**PROBLEM DETAILS:** Reproduce every line of the material below, but drop the pictures.

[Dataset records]
####
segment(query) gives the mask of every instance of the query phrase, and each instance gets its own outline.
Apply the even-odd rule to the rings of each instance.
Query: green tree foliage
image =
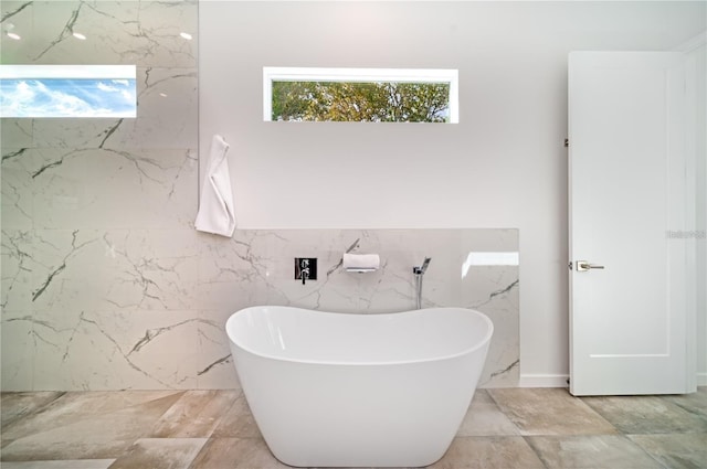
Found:
[[[273,120],[444,122],[450,85],[274,82]]]

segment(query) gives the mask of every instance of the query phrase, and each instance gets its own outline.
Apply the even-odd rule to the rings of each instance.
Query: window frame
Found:
[[[129,79],[135,84],[134,111],[130,115],[52,115],[52,116],[2,116],[2,118],[137,118],[137,66],[136,65],[66,65],[66,64],[36,64],[36,65],[0,65],[0,81],[3,79]]]
[[[450,85],[450,119],[458,124],[458,70],[456,68],[340,68],[263,67],[263,120],[272,122],[273,82],[443,83]]]

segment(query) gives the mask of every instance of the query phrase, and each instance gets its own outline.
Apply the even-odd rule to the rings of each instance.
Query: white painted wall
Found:
[[[231,143],[241,228],[518,227],[521,385],[561,385],[567,54],[671,50],[706,7],[202,0],[200,151]],[[461,121],[263,122],[263,66],[458,68]]]

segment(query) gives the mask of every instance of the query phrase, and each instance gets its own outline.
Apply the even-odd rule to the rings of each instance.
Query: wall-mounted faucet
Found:
[[[302,280],[305,285],[307,280],[317,279],[316,257],[295,257],[295,280]]]
[[[422,308],[422,276],[425,271],[428,271],[430,260],[432,260],[431,257],[425,257],[421,266],[415,266],[412,268],[412,273],[415,276],[415,306],[418,309]]]

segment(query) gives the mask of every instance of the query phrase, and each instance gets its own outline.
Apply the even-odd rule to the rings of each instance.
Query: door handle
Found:
[[[603,269],[604,266],[598,266],[595,264],[589,264],[587,260],[578,260],[577,262],[577,271],[585,271],[591,269]]]

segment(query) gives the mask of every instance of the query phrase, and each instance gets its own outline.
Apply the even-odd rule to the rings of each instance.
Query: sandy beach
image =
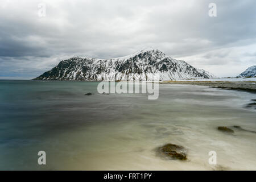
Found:
[[[185,80],[164,81],[160,84],[186,84],[208,86],[222,89],[240,90],[256,93],[256,78],[214,78],[204,80]]]

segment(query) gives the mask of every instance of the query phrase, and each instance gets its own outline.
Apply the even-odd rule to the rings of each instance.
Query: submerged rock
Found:
[[[157,154],[168,159],[187,160],[186,150],[181,146],[168,143],[157,148]]]
[[[84,95],[85,96],[90,96],[90,95],[92,95],[92,94],[93,94],[93,93],[92,93],[90,92],[88,92],[88,93],[85,94]]]
[[[237,129],[241,130],[241,131],[248,131],[248,132],[256,133],[256,131],[245,130],[245,129],[243,129],[242,127],[241,127],[240,126],[234,125],[234,126],[233,126],[233,127],[236,128]]]
[[[250,103],[246,105],[247,108],[254,108],[256,109],[256,102]]]
[[[234,130],[229,129],[228,127],[226,126],[219,126],[218,127],[218,130],[225,132],[234,133]]]

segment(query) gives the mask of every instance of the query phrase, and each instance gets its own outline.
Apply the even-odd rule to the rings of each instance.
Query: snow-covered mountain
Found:
[[[61,61],[34,80],[159,80],[210,78],[213,75],[196,69],[158,49],[147,48],[122,57],[99,59],[75,57]]]
[[[256,77],[256,65],[247,68],[243,72],[237,76],[237,78],[247,77]]]

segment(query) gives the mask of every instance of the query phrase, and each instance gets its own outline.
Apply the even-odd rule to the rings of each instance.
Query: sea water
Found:
[[[255,110],[245,107],[255,94],[160,84],[149,100],[99,94],[98,83],[1,80],[0,169],[256,170],[256,134],[233,127],[256,131]],[[185,147],[188,160],[159,158],[167,143]]]

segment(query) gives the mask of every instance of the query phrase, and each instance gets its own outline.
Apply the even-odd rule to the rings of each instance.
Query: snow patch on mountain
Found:
[[[247,77],[256,77],[256,65],[247,68],[243,72],[237,76],[237,78]]]
[[[72,57],[60,61],[34,80],[152,81],[156,75],[161,81],[214,77],[208,72],[151,47],[117,58]]]

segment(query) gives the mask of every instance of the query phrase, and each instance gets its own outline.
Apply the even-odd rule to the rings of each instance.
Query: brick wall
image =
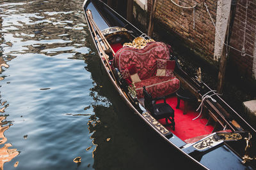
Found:
[[[237,1],[230,45],[241,50],[244,41],[246,0]],[[256,1],[248,0],[248,2],[244,48],[246,53],[253,56],[253,50],[256,50],[254,49],[256,43]],[[231,49],[229,62],[234,67],[237,68],[238,74],[241,76],[249,79],[252,78],[253,57],[248,55],[242,56],[241,53]]]
[[[156,18],[182,38],[186,46],[202,56],[213,60],[215,27],[200,0],[173,0],[182,6],[195,8],[195,29],[193,29],[193,9],[184,9],[175,5],[170,0],[157,0]],[[214,23],[217,1],[205,1]],[[148,11],[151,10],[151,1],[148,1]]]

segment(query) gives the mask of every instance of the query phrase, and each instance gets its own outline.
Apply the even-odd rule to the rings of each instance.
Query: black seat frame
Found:
[[[172,126],[174,131],[175,125],[174,122],[174,110],[166,103],[166,97],[163,97],[152,99],[151,94],[147,91],[145,86],[143,87],[143,92],[145,108],[150,111],[151,115],[156,120],[165,118],[165,125]],[[159,99],[164,99],[164,103],[156,104],[156,102]],[[171,122],[170,124],[168,123],[168,120]]]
####
**EXERCISE ANSWER:**
segment(query) gives the mask of every instance of the query phrase, and each instance gets its own outline.
Apply the even-odd rule to the rings of each instance.
Query: green tree foliage
image =
Found:
[[[273,120],[444,122],[450,85],[274,82]]]

segment(query) gives the mask of every instance of the query phrase, and each instance gets its own outline.
Apply the even-odd rule to the rings of each instance.
Query: window frame
Found:
[[[129,79],[135,84],[134,111],[130,115],[52,115],[52,116],[2,116],[2,118],[137,118],[137,66],[136,65],[66,65],[66,64],[36,64],[36,65],[0,65],[0,81],[3,79]]]
[[[450,85],[450,119],[458,124],[458,70],[456,68],[340,68],[263,67],[263,120],[272,122],[273,82],[443,83]]]

segment(query) gives the mask of every instance of the query phrase, and each instance gets its own outline.
Apply the even-odd rule to the rings of each instance.
Query: white painted wall
Found:
[[[231,143],[241,228],[518,227],[521,385],[561,385],[567,54],[671,50],[706,7],[202,0],[200,151]],[[461,121],[263,122],[263,66],[458,68]]]

segment(query) gives the mask of every instance of the query phrase, and each instance gets its own outline.
Apply the even-odd rule to the rings of each instance.
Query: wall-mounted faucet
Found:
[[[302,280],[305,285],[307,280],[317,279],[316,257],[295,257],[295,280]]]
[[[422,308],[422,276],[425,271],[428,271],[430,260],[432,260],[431,257],[425,257],[421,266],[415,266],[412,268],[412,273],[415,276],[415,306],[418,309]]]

segment(query) gives the mask of every instance of the query phrase, and each instance gets its own outline.
Apply the even-odd rule to the rings of each instance.
Query: door handle
Found:
[[[603,269],[604,266],[598,266],[595,264],[589,264],[587,260],[578,260],[577,262],[577,271],[585,271],[591,269]]]

segment(query) gives the mask of every instance of the query phrase, and each instance gets its own outline.
Apply the even-odd rule to the rings of each instance.
Query: sandy beach
image =
Found:
[[[185,80],[164,81],[160,84],[186,84],[208,86],[222,89],[240,90],[256,93],[256,78],[214,78],[204,80]]]

segment(query) gives the mask of every instance of the query phrase, and each instance gets its own outline.
Apply the even-odd rule to the rings of each instance.
Query: submerged rock
Found:
[[[157,154],[168,159],[187,160],[186,150],[181,146],[168,143],[157,148]]]
[[[84,95],[85,96],[90,96],[90,95],[92,95],[92,94],[93,94],[93,93],[92,93],[90,92],[88,92],[88,93],[85,94]]]
[[[237,129],[241,130],[241,131],[248,131],[248,132],[256,133],[256,131],[245,130],[245,129],[243,129],[242,127],[241,127],[240,126],[234,125],[234,126],[233,126],[233,127],[236,128]]]
[[[250,103],[246,105],[247,108],[254,108],[256,109],[256,102]]]
[[[234,130],[229,129],[228,127],[226,126],[219,126],[218,127],[218,130],[225,132],[234,133]]]

segment(query) gives the mask of every instance of the query phrase, and each instance gets its own outline.
Apply the even-odd rule to the rings of each instance.
Query: snow-covered mountain
Found:
[[[61,61],[34,80],[159,80],[210,78],[213,75],[196,69],[158,49],[147,48],[122,57],[99,59],[75,57]]]
[[[256,77],[256,65],[247,68],[243,72],[237,76],[237,78],[247,77]]]

segment(query) gives the mask of every instance of the query phrase, and each instance gets its own outline.
Apply the even-odd rule to the rings of each instance.
Query: sea water
Found:
[[[255,110],[245,107],[255,94],[160,84],[149,100],[99,94],[98,83],[1,80],[0,169],[256,170],[256,134],[233,127],[256,131]],[[185,147],[188,160],[159,158],[167,143]]]

segment(query) gives the mask of every instance of the query phrase, and each instance gets its own outline.
Apply the even-odd rule to the rings of each instance.
Query: snow patch on mountain
Found:
[[[247,77],[256,77],[256,65],[247,68],[243,72],[237,76],[237,78]]]
[[[72,57],[60,61],[34,80],[152,81],[156,75],[161,81],[214,77],[208,72],[151,47],[117,58]]]

segment(query) gives the mask of every instance of the query phrase, and each instance gets its own outline.
Apply the even-odd rule to the rings of each instance.
Query: brick wall
image =
Found:
[[[237,1],[230,45],[241,50],[244,41],[246,0]],[[256,1],[248,0],[248,2],[244,48],[246,53],[253,56],[253,50],[256,50],[254,49],[256,43]],[[231,49],[229,62],[234,67],[237,68],[238,74],[241,76],[249,79],[252,78],[253,57],[248,55],[242,56],[241,53]]]
[[[156,18],[182,38],[186,46],[202,56],[213,60],[215,27],[200,0],[173,0],[182,6],[195,8],[195,29],[193,29],[193,9],[184,9],[175,5],[170,0],[157,0]],[[214,23],[217,1],[205,1]],[[148,11],[151,10],[151,1],[148,1]]]

segment(query) gives the mask of every instance of the query phrase, and each instance gets its own outline.
Apply the even-odd rule to the rings of each instance.
Query: black seat frame
Found:
[[[172,126],[174,131],[175,125],[174,122],[174,110],[166,103],[166,97],[163,97],[152,99],[151,94],[147,91],[145,86],[143,87],[143,92],[145,108],[150,111],[151,115],[156,120],[165,118],[165,125]],[[159,99],[164,99],[164,103],[156,104],[156,102]],[[171,122],[170,124],[168,123],[168,120]]]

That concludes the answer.